* Material for this task:
---+---

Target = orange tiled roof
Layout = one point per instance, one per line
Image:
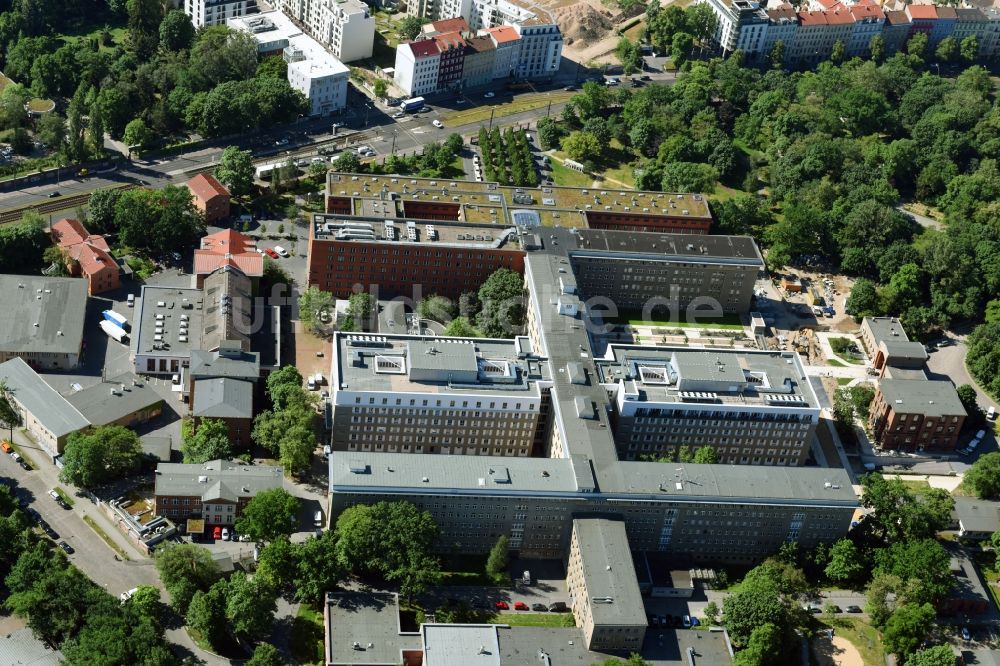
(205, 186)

---+---

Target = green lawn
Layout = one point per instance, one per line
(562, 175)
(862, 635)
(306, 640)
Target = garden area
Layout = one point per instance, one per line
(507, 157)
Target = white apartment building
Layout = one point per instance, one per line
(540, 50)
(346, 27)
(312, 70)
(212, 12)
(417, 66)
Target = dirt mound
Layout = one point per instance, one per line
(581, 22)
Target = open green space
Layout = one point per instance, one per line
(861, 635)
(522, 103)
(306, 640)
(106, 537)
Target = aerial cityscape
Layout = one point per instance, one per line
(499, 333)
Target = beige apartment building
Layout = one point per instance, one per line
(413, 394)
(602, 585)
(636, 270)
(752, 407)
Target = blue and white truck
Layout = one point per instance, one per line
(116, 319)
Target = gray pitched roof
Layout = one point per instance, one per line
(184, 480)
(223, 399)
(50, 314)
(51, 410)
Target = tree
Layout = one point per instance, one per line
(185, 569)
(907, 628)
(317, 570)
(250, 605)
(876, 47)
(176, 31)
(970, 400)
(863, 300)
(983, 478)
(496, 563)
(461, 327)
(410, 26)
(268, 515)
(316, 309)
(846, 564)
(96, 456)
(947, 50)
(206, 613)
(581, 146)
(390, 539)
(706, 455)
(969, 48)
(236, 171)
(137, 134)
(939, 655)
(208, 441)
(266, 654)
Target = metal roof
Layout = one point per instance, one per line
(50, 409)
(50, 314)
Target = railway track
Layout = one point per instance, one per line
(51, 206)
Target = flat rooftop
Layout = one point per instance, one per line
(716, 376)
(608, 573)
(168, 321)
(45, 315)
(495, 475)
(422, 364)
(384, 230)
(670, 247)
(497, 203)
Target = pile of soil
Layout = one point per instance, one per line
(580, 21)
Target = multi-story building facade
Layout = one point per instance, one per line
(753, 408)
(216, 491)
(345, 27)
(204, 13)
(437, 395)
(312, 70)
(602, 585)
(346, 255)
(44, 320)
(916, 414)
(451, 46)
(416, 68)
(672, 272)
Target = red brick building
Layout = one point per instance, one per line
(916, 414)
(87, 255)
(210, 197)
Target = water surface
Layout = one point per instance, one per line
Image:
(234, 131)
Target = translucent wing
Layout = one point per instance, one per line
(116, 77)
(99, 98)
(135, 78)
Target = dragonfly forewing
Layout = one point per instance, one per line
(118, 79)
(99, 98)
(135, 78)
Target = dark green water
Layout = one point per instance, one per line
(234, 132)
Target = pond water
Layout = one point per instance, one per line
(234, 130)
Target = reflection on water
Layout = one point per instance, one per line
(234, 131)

---+---

* Exercise directions: Count the lines in the material above that contain the string "apartment", treating uppercase and lowercase as different. Reply with the number only.

* Written answer: 2